Required work:
Copy the material below line for line, character for character, without changing anything.

Data shown:
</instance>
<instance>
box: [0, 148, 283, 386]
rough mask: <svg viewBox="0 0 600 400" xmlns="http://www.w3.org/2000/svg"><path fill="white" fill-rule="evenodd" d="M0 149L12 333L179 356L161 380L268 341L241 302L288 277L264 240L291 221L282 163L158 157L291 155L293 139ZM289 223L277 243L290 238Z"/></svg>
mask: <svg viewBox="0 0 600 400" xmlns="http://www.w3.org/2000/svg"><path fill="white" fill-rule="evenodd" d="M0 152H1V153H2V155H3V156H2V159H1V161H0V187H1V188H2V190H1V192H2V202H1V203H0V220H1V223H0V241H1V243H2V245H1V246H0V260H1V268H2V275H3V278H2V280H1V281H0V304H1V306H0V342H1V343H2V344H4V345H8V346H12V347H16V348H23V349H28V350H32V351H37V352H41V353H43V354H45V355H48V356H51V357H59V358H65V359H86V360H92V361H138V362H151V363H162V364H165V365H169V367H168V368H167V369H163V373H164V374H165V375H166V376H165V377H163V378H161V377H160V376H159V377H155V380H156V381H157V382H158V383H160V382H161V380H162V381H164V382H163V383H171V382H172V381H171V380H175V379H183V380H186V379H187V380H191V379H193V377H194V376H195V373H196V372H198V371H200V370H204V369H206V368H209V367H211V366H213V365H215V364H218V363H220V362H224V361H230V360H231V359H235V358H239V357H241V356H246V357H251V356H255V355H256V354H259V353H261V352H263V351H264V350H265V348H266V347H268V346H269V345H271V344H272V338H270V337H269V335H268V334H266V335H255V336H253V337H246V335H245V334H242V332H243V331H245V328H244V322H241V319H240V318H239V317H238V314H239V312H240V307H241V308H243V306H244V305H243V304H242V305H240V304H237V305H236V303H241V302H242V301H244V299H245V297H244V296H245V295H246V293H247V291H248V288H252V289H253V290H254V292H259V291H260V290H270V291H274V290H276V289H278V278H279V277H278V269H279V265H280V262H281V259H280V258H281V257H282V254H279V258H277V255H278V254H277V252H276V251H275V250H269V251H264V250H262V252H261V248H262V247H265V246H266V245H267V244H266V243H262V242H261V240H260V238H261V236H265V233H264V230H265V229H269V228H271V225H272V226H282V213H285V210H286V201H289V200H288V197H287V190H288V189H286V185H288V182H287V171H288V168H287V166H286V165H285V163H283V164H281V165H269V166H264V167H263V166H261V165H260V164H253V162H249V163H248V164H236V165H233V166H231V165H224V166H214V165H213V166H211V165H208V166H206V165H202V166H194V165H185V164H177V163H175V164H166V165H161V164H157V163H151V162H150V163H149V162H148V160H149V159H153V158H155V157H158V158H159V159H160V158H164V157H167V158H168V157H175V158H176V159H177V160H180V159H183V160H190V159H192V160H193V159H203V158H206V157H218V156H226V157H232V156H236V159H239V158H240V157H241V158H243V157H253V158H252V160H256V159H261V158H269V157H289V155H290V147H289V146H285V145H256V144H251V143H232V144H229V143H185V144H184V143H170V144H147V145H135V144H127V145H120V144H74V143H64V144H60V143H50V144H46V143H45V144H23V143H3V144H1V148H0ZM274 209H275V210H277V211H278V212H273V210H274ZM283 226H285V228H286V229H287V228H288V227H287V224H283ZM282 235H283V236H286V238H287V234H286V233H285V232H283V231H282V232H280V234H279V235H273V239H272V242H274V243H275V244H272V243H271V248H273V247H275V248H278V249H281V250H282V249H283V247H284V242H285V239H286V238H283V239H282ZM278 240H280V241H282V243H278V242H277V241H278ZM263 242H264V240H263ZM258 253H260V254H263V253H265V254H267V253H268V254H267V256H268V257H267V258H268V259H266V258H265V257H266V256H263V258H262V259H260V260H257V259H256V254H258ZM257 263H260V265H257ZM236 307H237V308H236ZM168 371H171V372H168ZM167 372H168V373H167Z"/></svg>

Finished exercise:
</instance>
<instance>
box: [0, 148, 283, 386]
rough mask: <svg viewBox="0 0 600 400" xmlns="http://www.w3.org/2000/svg"><path fill="white" fill-rule="evenodd" d="M0 149L12 333L179 356L161 380L268 341L241 302L288 277L264 240L291 221L282 163L158 157L291 155L293 139ZM289 223L277 243L290 238Z"/></svg>
mask: <svg viewBox="0 0 600 400" xmlns="http://www.w3.org/2000/svg"><path fill="white" fill-rule="evenodd" d="M0 152H1V153H2V155H3V156H2V159H1V161H0V187H1V188H2V190H1V192H2V202H1V203H0V220H1V223H0V241H1V243H2V245H1V246H0V260H1V268H2V275H3V278H2V280H1V281H0V304H1V306H0V342H1V343H2V344H4V345H8V346H12V347H16V348H23V349H28V350H32V351H37V352H41V353H43V354H45V355H48V356H51V357H59V358H65V359H86V360H92V361H138V362H151V363H162V364H165V365H169V367H168V368H167V369H163V373H164V374H165V375H166V376H165V377H163V378H161V377H160V376H159V377H155V380H156V381H157V382H158V383H160V382H161V380H162V381H164V382H163V383H171V382H172V381H171V380H175V379H183V380H186V379H187V380H191V379H193V377H194V376H195V373H196V372H198V371H200V370H204V369H206V368H209V367H211V366H213V365H215V364H218V363H220V362H224V361H230V360H231V359H235V358H239V357H241V356H246V357H251V356H255V355H256V354H259V353H261V352H263V351H264V350H265V348H266V347H268V346H269V345H271V344H272V338H270V337H269V335H268V334H266V335H255V336H253V337H246V335H245V334H242V332H243V331H245V328H244V322H241V319H240V318H239V317H238V314H239V312H240V307H241V308H243V306H244V305H243V304H242V305H240V304H237V305H236V303H241V302H242V301H244V299H245V297H244V296H245V295H246V293H247V291H248V288H252V289H253V290H254V292H259V291H260V290H270V291H274V290H276V289H278V278H279V277H278V269H279V265H280V262H281V259H280V258H281V257H282V254H279V258H277V255H278V254H277V252H276V251H275V250H269V251H264V250H262V252H261V248H262V247H265V246H266V245H267V244H266V243H262V242H261V240H260V238H261V236H265V233H264V230H265V229H269V228H271V225H272V226H282V213H285V210H286V201H289V200H288V197H287V190H288V189H286V185H288V182H287V171H288V168H287V166H286V165H285V163H283V164H281V165H269V166H264V167H263V166H261V165H260V164H253V162H249V163H248V164H236V165H233V166H231V165H224V166H214V165H213V166H211V165H208V166H206V165H202V166H194V165H185V164H177V163H175V164H166V165H161V164H157V163H151V162H150V163H149V162H148V160H149V159H153V158H155V157H158V158H159V159H160V158H164V157H167V158H168V157H175V158H176V159H177V160H180V159H183V160H190V159H192V160H193V159H203V158H206V157H218V156H226V157H232V156H236V159H239V158H240V157H241V158H243V157H253V158H252V160H256V159H261V158H269V157H289V155H290V147H289V146H285V145H256V144H251V143H232V144H229V143H185V144H184V143H170V144H147V145H135V144H127V145H120V144H74V143H64V144H60V143H50V144H46V143H45V144H23V143H3V144H1V148H0ZM274 209H275V210H277V211H278V212H273V210H274ZM283 226H285V228H286V229H287V228H288V227H287V224H283ZM282 235H283V236H286V238H287V234H286V233H285V232H283V231H282V232H280V234H279V235H273V239H272V242H274V243H275V244H272V243H271V248H273V247H275V248H278V249H281V250H282V249H283V247H284V242H285V239H286V238H283V239H282ZM278 240H280V241H282V243H278V242H277V241H278ZM263 242H264V240H263ZM258 253H260V254H263V253H265V254H267V253H268V254H267V256H268V257H267V258H268V259H266V258H265V257H266V256H263V258H262V259H260V260H257V259H256V254H258ZM257 263H260V265H257ZM236 307H237V308H236ZM168 371H171V372H168ZM167 372H168V373H167Z"/></svg>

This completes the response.